**Supplied text**
=-=-=-=-=

Research linking vitamin D to an increasingly long list of health benefits is pouring out of universities and flooding medical journals, some associating adequate vitamin D levels to a lower risk of developing certain cancers, a higher chance of surviving cancer, and increased protection against diabetes, infections, heart disease, and perhaps even dementia. Our body can manufacture the substance when the sun strikes our skin in ideal conditions, but most Americans are dreadfully deficient in this superstar substance. That's because much of the country doesn't get enough year-round sunshine. And because we wear so much sunscreen to protect against skin cancer—a sensible precaution, but one that blocks natural vitamin D production.
THE DETAILS: It's hard to get what experts say is a reasonable vitamin D target, 1,000 to 2,000 International Units (IU) a day, from food. But one potent source of vitamin D is often overlooked: the shiitake mushroom. These mushrooms have long been used medicinally in Asia (some studies have found the fungi to hold antitumor properties). But many shiitake mushrooms you'll find at the supermarket are grown in sawdust, not on logs, as nature intended, so they don't have as many nutrients as they should. And while log-grown shiitakes go for up to $40 a pound in Japan, you can enjoy their superior flavor and increase your nutrient intake by growing your own at home.

=-=-=-=-=

**Record extracts**

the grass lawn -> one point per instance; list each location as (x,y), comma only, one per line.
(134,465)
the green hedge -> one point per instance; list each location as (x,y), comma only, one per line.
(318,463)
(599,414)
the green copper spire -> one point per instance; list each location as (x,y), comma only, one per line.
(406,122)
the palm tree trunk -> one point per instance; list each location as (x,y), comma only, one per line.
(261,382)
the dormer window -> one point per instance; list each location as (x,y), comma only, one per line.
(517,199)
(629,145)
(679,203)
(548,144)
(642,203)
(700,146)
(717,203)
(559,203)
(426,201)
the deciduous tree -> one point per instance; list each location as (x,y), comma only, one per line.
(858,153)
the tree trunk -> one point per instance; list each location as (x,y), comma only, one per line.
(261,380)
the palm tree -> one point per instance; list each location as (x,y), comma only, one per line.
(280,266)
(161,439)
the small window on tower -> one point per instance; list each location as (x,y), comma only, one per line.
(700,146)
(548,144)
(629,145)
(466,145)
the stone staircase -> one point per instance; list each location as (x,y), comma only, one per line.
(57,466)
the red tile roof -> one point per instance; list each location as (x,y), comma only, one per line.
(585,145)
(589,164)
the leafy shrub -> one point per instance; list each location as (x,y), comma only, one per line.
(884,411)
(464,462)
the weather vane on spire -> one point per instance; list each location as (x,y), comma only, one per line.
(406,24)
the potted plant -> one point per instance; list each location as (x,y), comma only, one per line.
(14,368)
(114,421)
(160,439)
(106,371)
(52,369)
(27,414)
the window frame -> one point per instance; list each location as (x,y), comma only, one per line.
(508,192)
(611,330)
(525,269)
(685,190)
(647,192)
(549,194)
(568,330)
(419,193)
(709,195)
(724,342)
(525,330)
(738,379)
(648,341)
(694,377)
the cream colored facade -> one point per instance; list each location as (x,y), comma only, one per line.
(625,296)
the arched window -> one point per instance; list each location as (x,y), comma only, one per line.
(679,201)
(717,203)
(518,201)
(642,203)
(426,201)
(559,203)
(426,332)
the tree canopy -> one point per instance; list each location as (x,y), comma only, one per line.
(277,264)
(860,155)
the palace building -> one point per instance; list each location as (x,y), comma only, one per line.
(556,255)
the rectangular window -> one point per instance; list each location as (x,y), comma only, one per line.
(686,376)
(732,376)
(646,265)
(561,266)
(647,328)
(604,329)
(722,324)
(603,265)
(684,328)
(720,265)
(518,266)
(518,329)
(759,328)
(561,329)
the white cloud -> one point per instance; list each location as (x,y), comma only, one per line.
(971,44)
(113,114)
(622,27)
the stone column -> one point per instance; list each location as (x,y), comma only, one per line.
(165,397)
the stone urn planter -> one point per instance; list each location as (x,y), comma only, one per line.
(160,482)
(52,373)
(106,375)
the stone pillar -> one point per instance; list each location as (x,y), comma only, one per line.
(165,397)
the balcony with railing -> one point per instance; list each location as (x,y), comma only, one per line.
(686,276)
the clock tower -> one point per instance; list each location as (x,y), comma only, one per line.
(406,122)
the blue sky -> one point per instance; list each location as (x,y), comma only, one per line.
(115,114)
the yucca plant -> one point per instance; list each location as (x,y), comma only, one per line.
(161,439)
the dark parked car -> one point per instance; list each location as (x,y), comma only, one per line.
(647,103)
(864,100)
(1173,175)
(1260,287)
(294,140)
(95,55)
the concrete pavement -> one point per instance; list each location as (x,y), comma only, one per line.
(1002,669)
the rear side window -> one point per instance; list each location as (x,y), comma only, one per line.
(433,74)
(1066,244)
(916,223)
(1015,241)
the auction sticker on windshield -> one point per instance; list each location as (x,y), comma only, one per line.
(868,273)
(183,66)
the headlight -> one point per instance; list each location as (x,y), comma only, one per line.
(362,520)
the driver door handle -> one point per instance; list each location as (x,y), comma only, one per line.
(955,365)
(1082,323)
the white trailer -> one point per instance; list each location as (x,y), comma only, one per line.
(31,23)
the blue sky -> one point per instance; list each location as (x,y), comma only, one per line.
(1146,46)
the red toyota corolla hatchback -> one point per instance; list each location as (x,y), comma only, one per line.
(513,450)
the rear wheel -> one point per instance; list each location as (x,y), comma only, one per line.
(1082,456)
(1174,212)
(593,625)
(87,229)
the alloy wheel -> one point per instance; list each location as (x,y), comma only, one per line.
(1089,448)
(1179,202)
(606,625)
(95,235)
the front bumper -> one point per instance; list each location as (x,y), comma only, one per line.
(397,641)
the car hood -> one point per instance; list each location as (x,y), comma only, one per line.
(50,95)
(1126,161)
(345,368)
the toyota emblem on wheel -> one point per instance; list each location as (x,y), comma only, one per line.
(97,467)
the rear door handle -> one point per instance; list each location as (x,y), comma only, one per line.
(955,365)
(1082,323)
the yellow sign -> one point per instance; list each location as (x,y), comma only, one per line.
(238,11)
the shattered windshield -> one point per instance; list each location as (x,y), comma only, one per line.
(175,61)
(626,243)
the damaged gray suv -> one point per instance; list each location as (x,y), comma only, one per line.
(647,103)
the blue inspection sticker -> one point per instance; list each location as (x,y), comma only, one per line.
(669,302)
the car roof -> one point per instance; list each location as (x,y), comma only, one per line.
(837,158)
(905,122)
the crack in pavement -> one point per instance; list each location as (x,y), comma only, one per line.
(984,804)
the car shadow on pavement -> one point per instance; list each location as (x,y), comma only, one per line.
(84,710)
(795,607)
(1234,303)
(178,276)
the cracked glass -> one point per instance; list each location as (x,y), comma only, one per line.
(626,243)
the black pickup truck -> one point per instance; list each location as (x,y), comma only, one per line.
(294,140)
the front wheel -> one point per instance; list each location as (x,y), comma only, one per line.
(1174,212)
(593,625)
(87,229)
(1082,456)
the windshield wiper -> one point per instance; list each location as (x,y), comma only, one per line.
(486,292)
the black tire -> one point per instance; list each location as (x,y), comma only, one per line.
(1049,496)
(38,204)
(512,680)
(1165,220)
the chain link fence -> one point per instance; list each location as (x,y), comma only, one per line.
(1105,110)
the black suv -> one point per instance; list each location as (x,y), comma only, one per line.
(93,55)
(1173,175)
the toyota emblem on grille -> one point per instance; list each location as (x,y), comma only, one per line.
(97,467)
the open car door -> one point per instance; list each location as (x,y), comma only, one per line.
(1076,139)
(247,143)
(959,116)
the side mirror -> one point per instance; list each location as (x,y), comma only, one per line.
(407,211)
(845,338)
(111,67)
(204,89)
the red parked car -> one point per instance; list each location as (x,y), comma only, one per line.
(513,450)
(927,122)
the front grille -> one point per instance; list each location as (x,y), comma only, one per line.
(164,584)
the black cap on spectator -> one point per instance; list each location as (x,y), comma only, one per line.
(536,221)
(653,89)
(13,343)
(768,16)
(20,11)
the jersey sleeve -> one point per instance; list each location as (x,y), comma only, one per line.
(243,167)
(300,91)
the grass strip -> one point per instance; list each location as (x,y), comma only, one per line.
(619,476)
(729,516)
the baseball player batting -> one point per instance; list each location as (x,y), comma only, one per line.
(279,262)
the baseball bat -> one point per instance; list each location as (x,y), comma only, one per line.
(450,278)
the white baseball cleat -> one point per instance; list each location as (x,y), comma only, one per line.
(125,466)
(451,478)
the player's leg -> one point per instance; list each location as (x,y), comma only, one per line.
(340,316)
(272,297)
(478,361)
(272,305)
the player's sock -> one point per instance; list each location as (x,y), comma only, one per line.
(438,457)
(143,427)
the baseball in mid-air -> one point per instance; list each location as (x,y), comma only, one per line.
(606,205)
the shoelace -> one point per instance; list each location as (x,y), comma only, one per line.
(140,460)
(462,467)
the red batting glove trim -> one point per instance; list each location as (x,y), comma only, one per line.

=-=-=-=-=

**Directions**
Output the vitamin D passage verbatim, starting at the words "THE DETAILS: It's" and ending after "own at home.". The items are separate material and are not part of the vitamin D passage.

**Output below**
THE DETAILS: It's hard to get what experts say is a reasonable vitamin D target, 1,000 to 2,000 International Units (IU) a day, from food. But one potent source of vitamin D is often overlooked: the shiitake mushroom. These mushrooms have long been used medicinally in Asia (some studies have found the fungi to hold antitumor properties). But many shiitake mushrooms you'll find at the supermarket are grown in sawdust, not on logs, as nature intended, so they don't have as many nutrients as they should. And while log-grown shiitakes go for up to $40 a pound in Japan, you can enjoy their superior flavor and increase your nutrient intake by growing your own at home.